Aim: Put the records below, starting with the line that contains "Target: willow tree" and going on through the line that contains "column 167, row 547", into a two-column CSV with the headers text and answer. Give one row for each record, holding its wording and its answer, with each field quoted and line breaks replaced by spaces.

____

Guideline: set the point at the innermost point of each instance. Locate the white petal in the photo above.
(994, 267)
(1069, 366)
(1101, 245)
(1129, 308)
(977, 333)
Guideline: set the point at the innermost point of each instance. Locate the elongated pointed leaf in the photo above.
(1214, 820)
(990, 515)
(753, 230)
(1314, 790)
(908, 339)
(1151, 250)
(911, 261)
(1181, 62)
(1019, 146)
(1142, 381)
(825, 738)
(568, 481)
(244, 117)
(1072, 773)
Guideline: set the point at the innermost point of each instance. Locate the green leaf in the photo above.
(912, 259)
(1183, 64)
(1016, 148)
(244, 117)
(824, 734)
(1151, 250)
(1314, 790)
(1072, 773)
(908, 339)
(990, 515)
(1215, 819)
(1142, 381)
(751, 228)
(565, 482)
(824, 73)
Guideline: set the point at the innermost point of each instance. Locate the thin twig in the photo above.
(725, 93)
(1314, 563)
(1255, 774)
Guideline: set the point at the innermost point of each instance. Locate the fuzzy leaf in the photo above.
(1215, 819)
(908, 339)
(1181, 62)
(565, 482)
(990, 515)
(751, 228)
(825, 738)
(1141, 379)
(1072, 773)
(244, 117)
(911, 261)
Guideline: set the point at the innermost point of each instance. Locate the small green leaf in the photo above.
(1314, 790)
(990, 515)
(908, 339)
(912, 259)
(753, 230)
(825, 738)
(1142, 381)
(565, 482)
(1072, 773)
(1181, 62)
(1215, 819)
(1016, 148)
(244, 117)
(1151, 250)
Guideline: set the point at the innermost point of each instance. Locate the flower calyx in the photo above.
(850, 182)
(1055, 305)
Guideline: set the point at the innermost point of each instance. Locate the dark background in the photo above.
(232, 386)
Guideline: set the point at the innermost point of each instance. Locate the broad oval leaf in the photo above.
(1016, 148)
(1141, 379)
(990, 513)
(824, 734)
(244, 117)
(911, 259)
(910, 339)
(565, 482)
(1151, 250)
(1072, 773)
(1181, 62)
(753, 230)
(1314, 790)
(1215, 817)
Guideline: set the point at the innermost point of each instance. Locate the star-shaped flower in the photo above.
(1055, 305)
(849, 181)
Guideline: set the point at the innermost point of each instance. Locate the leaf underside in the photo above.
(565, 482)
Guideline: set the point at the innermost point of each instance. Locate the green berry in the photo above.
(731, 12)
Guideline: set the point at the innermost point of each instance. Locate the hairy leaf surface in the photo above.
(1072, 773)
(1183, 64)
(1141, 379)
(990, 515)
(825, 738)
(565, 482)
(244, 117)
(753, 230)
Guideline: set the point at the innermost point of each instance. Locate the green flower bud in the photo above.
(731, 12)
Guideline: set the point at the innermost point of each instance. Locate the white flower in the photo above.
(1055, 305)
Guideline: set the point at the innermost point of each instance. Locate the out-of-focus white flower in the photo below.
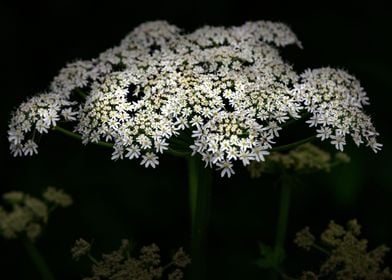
(227, 87)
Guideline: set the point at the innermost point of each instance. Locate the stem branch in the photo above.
(37, 259)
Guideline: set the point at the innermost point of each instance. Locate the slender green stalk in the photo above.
(293, 145)
(37, 259)
(200, 180)
(79, 137)
(281, 228)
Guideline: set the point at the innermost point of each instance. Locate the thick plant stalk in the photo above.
(200, 181)
(38, 260)
(281, 228)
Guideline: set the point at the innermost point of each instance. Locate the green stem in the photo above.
(293, 145)
(38, 260)
(200, 181)
(281, 228)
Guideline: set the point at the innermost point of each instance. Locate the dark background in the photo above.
(115, 200)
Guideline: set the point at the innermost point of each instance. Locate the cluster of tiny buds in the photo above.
(228, 88)
(119, 264)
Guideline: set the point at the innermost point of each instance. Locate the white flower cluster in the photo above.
(335, 100)
(226, 89)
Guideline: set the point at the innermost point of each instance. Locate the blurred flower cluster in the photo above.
(348, 257)
(120, 265)
(24, 215)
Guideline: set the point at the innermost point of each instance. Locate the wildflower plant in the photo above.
(223, 93)
(347, 255)
(217, 96)
(24, 217)
(119, 264)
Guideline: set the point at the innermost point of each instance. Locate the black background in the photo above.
(115, 200)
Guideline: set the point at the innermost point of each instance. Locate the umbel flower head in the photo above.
(226, 90)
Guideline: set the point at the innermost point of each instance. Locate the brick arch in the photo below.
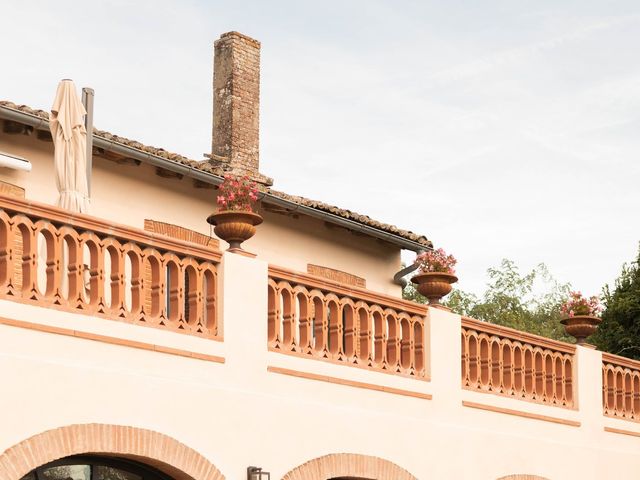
(145, 446)
(522, 476)
(348, 465)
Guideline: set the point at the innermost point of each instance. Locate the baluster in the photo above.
(273, 333)
(365, 334)
(113, 249)
(379, 338)
(29, 259)
(334, 318)
(175, 291)
(288, 316)
(6, 253)
(72, 276)
(320, 323)
(350, 330)
(393, 341)
(91, 245)
(418, 358)
(305, 320)
(194, 296)
(136, 282)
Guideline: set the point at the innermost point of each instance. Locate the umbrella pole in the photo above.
(87, 101)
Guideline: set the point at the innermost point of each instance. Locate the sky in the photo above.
(498, 129)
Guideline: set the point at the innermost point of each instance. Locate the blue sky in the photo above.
(497, 128)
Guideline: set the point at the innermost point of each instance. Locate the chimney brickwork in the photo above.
(236, 105)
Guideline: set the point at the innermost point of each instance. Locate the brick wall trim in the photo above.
(348, 465)
(145, 446)
(521, 476)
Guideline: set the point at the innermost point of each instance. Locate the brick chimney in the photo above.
(236, 105)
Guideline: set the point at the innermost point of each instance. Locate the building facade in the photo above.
(132, 345)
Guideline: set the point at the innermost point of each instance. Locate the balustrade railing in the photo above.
(516, 364)
(52, 257)
(317, 318)
(620, 387)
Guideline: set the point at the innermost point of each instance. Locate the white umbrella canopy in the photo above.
(70, 140)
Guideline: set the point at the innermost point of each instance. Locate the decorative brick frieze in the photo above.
(180, 233)
(325, 320)
(336, 275)
(155, 449)
(348, 465)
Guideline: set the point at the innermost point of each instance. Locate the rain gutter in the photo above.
(189, 171)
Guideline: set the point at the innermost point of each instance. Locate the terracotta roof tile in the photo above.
(218, 169)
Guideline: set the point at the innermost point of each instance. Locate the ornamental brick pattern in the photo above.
(336, 275)
(348, 465)
(146, 446)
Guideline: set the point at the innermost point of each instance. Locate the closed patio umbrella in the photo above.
(70, 140)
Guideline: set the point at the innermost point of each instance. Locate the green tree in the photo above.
(528, 302)
(619, 331)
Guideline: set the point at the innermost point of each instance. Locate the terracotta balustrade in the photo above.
(516, 364)
(317, 318)
(75, 262)
(620, 387)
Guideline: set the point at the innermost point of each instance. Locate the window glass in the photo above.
(101, 472)
(67, 472)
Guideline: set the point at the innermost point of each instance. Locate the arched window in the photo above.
(88, 467)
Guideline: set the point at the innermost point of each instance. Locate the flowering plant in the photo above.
(579, 305)
(436, 261)
(238, 194)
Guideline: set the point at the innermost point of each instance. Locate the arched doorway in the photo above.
(92, 467)
(130, 444)
(348, 466)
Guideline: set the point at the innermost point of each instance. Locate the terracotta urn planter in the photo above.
(581, 327)
(234, 227)
(434, 285)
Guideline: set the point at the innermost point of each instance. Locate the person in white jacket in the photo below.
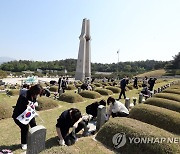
(116, 108)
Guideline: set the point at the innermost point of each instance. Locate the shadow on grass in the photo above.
(52, 142)
(10, 147)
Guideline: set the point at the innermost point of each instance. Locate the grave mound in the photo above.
(113, 89)
(45, 103)
(136, 130)
(90, 94)
(157, 116)
(104, 91)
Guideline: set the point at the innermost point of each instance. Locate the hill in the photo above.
(5, 59)
(155, 73)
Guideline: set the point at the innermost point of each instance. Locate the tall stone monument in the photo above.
(83, 68)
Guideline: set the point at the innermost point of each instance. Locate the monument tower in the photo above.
(83, 67)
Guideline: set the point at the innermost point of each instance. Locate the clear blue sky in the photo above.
(49, 29)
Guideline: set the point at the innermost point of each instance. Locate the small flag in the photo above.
(27, 115)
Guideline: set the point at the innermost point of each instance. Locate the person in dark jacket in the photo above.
(135, 83)
(21, 106)
(92, 108)
(123, 84)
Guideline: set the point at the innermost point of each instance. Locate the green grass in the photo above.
(173, 91)
(156, 73)
(45, 103)
(90, 94)
(71, 98)
(13, 92)
(10, 132)
(113, 89)
(5, 110)
(159, 117)
(136, 129)
(165, 103)
(169, 96)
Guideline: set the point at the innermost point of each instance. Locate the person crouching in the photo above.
(116, 108)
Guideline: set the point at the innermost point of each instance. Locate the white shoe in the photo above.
(24, 146)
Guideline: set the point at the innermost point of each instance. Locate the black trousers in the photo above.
(24, 129)
(122, 93)
(71, 138)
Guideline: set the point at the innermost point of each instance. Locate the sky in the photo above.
(47, 30)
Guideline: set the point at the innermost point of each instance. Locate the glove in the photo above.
(61, 142)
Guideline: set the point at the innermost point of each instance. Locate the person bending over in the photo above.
(116, 108)
(21, 106)
(92, 108)
(69, 118)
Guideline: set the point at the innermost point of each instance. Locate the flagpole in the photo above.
(118, 63)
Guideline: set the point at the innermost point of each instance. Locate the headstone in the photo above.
(140, 97)
(36, 139)
(127, 103)
(79, 90)
(60, 92)
(101, 116)
(83, 67)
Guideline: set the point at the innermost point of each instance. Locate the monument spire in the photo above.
(83, 67)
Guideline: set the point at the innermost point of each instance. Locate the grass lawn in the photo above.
(10, 132)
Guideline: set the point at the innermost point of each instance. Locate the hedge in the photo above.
(104, 91)
(170, 96)
(113, 89)
(45, 103)
(71, 97)
(165, 103)
(5, 110)
(157, 116)
(13, 92)
(174, 91)
(90, 94)
(137, 130)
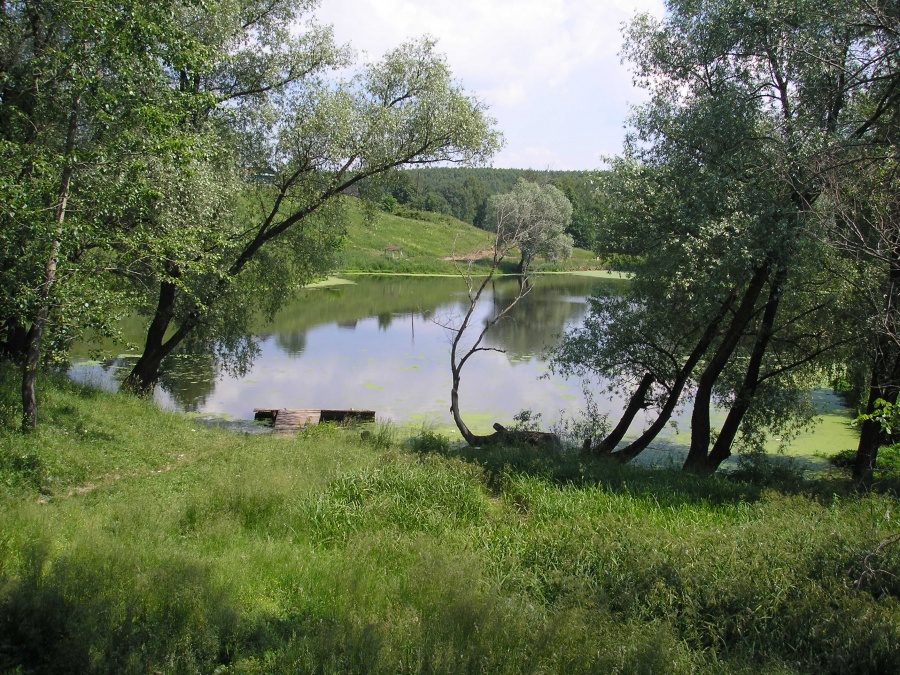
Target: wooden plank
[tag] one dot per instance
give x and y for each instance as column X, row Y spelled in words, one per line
column 286, row 420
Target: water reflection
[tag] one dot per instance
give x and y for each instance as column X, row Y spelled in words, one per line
column 379, row 344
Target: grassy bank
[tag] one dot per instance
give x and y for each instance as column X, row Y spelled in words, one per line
column 427, row 240
column 133, row 540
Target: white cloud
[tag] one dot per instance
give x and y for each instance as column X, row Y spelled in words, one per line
column 543, row 66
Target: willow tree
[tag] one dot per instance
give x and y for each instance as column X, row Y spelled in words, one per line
column 291, row 139
column 714, row 192
column 528, row 218
column 83, row 103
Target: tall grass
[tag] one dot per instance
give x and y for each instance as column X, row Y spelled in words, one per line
column 167, row 547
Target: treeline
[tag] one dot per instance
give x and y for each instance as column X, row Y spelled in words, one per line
column 463, row 193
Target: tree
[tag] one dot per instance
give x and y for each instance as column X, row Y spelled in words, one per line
column 536, row 216
column 318, row 139
column 81, row 106
column 518, row 218
column 714, row 193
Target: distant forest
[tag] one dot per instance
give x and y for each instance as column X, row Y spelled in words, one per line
column 463, row 193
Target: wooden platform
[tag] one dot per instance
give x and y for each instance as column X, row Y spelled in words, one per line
column 286, row 421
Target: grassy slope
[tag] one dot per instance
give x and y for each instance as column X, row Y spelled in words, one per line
column 424, row 243
column 132, row 540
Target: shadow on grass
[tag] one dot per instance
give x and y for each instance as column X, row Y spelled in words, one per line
column 570, row 468
column 670, row 486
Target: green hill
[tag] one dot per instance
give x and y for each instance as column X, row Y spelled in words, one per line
column 428, row 240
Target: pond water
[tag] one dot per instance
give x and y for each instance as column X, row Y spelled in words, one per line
column 379, row 343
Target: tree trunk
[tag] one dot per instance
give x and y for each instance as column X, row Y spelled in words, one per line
column 722, row 447
column 884, row 382
column 143, row 377
column 636, row 447
column 637, row 402
column 35, row 336
column 882, row 385
column 700, row 424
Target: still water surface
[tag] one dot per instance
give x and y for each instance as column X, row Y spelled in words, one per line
column 379, row 343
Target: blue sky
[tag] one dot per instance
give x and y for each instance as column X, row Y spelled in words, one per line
column 549, row 69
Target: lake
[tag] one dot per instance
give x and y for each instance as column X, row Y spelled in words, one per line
column 380, row 343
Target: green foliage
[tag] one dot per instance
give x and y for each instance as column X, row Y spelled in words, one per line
column 175, row 548
column 532, row 218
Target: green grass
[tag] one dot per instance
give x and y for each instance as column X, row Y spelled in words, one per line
column 427, row 239
column 159, row 545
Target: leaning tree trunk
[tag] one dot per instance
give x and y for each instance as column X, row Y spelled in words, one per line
column 145, row 374
column 637, row 402
column 882, row 385
column 34, row 338
column 700, row 423
column 637, row 446
column 721, row 449
column 884, row 381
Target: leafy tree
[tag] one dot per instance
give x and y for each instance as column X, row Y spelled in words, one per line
column 82, row 106
column 518, row 219
column 536, row 217
column 714, row 192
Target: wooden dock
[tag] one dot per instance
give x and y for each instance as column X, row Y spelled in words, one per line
column 286, row 421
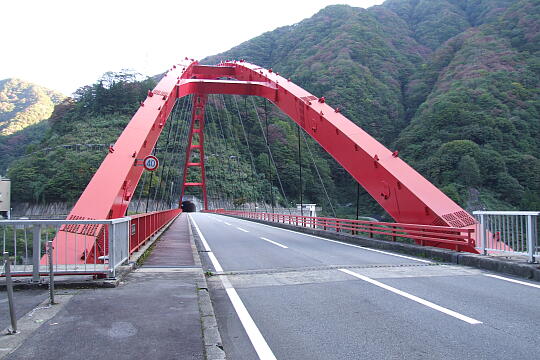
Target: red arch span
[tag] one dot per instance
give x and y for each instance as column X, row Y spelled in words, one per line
column 405, row 194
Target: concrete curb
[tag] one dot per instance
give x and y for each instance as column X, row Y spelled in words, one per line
column 495, row 264
column 213, row 348
column 74, row 283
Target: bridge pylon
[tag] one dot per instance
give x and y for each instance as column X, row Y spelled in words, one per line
column 195, row 148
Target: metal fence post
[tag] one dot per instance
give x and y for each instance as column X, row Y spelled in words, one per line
column 36, row 252
column 531, row 241
column 9, row 287
column 482, row 235
column 112, row 260
column 51, row 272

____

Answer:
text,answer
"Target: willow tree [tag] one dot per instance give x and y for each instance as column X, row Y spelled in words, one per line","column 291, row 139 column 714, row 192 column 528, row 218 column 83, row 103"
"Target: tall grass [tag] one dot per instance give x and y for each instance as column X, row Y spelled in words, one per line","column 167, row 547"